(Excerpts from point annotation data)
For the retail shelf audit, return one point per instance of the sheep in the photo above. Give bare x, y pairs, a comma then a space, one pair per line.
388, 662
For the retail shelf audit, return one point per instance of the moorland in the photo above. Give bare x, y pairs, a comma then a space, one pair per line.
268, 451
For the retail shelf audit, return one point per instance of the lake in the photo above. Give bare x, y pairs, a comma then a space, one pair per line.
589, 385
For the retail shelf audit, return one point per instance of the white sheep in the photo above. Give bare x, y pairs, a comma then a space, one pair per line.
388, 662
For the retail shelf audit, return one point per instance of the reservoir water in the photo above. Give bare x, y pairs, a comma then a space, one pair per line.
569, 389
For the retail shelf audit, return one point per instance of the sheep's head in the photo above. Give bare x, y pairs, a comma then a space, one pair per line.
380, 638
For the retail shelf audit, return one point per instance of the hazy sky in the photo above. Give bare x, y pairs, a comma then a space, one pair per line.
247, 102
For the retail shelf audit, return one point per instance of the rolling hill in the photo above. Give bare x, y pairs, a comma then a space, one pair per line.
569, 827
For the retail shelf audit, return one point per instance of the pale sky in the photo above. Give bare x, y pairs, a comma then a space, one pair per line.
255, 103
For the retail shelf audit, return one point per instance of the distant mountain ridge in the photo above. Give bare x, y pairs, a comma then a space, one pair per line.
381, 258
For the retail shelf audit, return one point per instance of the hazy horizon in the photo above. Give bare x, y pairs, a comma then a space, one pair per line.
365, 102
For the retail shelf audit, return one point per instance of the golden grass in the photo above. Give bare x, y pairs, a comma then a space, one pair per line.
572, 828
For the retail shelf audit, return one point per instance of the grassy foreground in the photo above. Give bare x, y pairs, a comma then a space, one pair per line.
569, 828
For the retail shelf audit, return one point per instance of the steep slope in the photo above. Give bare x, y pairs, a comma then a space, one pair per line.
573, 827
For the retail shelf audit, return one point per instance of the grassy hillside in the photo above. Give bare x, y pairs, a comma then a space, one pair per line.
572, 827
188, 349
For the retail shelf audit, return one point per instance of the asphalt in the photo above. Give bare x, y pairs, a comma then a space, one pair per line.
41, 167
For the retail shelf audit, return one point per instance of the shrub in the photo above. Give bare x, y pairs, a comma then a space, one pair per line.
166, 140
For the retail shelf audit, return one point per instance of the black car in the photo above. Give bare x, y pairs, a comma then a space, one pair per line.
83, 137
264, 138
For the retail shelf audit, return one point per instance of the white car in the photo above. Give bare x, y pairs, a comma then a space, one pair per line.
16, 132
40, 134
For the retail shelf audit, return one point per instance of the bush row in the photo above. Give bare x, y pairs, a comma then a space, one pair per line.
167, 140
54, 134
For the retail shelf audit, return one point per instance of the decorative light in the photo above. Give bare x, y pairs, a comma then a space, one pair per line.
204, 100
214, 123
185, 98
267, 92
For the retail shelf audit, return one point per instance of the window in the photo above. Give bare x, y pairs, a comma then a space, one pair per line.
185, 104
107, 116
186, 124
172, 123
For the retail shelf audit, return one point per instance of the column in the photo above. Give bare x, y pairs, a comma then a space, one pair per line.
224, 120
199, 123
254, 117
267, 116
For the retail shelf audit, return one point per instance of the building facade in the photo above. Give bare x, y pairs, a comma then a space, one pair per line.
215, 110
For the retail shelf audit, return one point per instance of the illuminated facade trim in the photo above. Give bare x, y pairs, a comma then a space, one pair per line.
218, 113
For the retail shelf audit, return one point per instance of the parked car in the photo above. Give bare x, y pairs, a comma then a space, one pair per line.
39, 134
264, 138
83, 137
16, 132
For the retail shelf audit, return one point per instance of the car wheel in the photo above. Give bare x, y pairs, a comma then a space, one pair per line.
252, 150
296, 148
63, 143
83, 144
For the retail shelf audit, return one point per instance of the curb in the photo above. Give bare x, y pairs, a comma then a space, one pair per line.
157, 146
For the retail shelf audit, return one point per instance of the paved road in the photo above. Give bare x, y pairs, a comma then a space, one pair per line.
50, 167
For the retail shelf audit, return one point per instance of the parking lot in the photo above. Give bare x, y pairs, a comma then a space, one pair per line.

■ Given instruction
Reproduce each record exactly, leaving nothing out.

■ Solution for this task
For the retail shelf audit, return one point per instance of the sheep in the photo above. Give bare x, y pairs, a comma then a space, one pair per line.
388, 662
For the retail shelf audit, return one point per instance of the moorland in the photo above. Give bare x, y pairs, a comma then a space, one pair per line.
268, 451
For the retail shelf audit, return one point per instance of the lake in the photo above. Give bare x, y pairs, a comma then a space, one pair per line.
589, 385
For the retail shelf audit, return one point per instance of the white sheep in the photo above. Give bare x, y pairs, a comma then a space, one pair per line.
388, 662
For the retail shelf audit, return one point per instance of the reservoir water in the photo above. Give bare x, y pairs, a comma then a space, one pair per line.
569, 389
For the retail shelf audit, return one point per instance of the sheep's head in the photo above. Give bare x, y pairs, a comma then a space, one pair per line.
380, 638
For the retail shelf audit, return one point per instance of the hazy sky in the photo above. Give bare x, y pairs, a comma then a space, one pair per line.
247, 102
For the retail shelf audit, return one point per instance of the rolling hill in the photo above. Give bare x, y pairs, a comma then a space, one pair per line.
569, 827
For the retail shelf audit, return one point per instance of the pale sky in the photo above. Give bare x, y pairs, a comma then a space, one pair per line.
255, 103
For the retail shelf audit, return one point per instance of the distant mountain ridge in the photo above. Give bare x, y pairs, a comma then a space, one pair per line.
381, 258
For the retail shelf audit, return one point per instance of the hazy horizon in the photo above. Give bare x, y pairs, a comma then a space, one pair per line.
365, 102
For the retail shelf audit, return one point per instance of the golden grass in the photo above. Give bare x, y pairs, a comma then a space, one pair per line.
572, 828
For the retail shelf audit, return one point per instance of the grassy foreground in the photo above. Give bare x, y pairs, a comma then a space, one pair per line.
569, 828
For the retail shelf audit, return one point per instance of the steep slope in the photo above. Give bare x, y pairs, a comma then a space, one pair per line.
573, 827
For the retail shelf audit, return one point per instance of the grassy hillside in the photo above. Give bare x, y pairs, a comma then a space, one pair per line.
572, 827
188, 349
For the retail shelf audit, return one point per instance of the asphalt in the photo above. Give bare x, y pairs, a comma then a space, one pair per line.
41, 167
For the retail shelf audit, return one point per instance of the shrub in the photo above. Give bare x, y pairs, a comma then a space, one pair per line.
166, 140
For the retail shelf audit, return one point per instance of the black car in the photo above. Give bare x, y pairs, a comma then a space, one pair per line.
83, 137
264, 138
For the retail shelf audit, return one point per instance of the white car in the photo above. Give bare x, y pairs, a comma then a space, one pair per line.
16, 132
40, 134
For the retail shelf audit, return one point per instance of the bush row in the photo above. Give bare x, y pairs, a comma then a space, one pair per line.
167, 140
54, 134
For the retail shelf audit, return one point per instance of the decorative light in the photo above. Give bare x, y pairs, a comma then a space, one pair per line.
204, 100
214, 123
185, 98
267, 92
For the retail shelf audit, return one point per instance of the window in the photo above. Give bare x, y pairs, a comma then a space, one pair per line.
185, 104
107, 116
186, 124
172, 123
For the retail shelf audit, return one point per instance of the column in the photo above. Give bare x, y pairs, a comma then a space, one pair per line.
224, 120
199, 123
254, 117
267, 116
For the retail shelf audit, return one point per instance of the building facade in the photo above. Give bare x, y pairs, a comma then a space, one pair per line.
215, 110
For the retail shelf audit, return one point per instance of the illuminated facade trim in the photo above. Give bare x, y pairs, a comma then a space, one pair per line.
218, 113
For the retail shelf audit, return one point per instance of the parked car in the photo above. Give bare x, y pairs, a comma then a space, one pair per line.
39, 134
264, 138
83, 137
16, 132
For the retail shelf audit, return one point per instance of the car wheel in the photo above. Give bare x, y pairs, a comma then a space, one pair per line.
252, 150
296, 148
63, 143
83, 144
For the retail shelf audit, return one point per instance of the curb in the photo above. Give bare x, y pairs, a comma then a space, one pair per line.
157, 146
For the retail shelf audit, return one point per instance of the paved road in the photo above. Give bare x, y pairs, a comma then a space, one pair per line.
50, 167
For the retail shelf audit, return one point per instance of the parking lot in the photo above. Give bare x, y pairs, a comma then a space, one pair per line.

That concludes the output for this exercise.